Give the lines starting at the one that contains "For the audit, pick out each instance of the gloved" and running through the end of the entries as a JSON list of strings, one string per line, with blank lines omitted.

Location identification entries:
** Start **

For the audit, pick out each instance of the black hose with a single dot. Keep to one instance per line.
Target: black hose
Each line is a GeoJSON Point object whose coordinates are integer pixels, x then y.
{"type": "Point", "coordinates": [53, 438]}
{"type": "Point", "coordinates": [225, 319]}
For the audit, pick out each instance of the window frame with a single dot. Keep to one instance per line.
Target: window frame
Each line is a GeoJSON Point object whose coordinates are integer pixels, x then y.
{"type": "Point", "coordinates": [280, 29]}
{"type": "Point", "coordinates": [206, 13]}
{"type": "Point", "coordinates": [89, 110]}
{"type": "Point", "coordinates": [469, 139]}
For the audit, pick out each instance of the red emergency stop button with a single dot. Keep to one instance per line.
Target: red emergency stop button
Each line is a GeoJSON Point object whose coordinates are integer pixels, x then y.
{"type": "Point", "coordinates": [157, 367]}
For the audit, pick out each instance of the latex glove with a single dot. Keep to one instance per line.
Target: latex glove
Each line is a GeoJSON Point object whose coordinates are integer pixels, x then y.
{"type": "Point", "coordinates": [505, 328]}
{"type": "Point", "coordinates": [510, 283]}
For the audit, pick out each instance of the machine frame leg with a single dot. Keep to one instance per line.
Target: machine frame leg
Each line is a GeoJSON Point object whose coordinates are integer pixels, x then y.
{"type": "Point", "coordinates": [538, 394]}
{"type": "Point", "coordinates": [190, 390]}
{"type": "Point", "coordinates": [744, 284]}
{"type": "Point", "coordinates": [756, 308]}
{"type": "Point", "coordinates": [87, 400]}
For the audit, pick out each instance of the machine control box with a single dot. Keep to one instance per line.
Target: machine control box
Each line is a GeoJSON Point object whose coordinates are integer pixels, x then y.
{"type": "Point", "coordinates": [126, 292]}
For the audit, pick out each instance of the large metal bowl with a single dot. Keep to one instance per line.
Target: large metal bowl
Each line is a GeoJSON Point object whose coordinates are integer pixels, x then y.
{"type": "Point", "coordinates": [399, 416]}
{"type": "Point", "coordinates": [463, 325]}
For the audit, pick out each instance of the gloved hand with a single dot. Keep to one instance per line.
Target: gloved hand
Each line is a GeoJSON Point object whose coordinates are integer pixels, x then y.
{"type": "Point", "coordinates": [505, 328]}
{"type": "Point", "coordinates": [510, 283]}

** End **

• SOLUTION FOR THIS TASK:
[
  "For the audit, pick out each instance of the gloved hand with a single dot. Keep to one instance per line.",
  "Target: gloved hand",
  "Each line is a GeoJSON Point object whose coordinates are integer pixels, x then y.",
  "{\"type\": \"Point\", \"coordinates\": [505, 328]}",
  "{\"type\": \"Point\", \"coordinates\": [510, 283]}"
]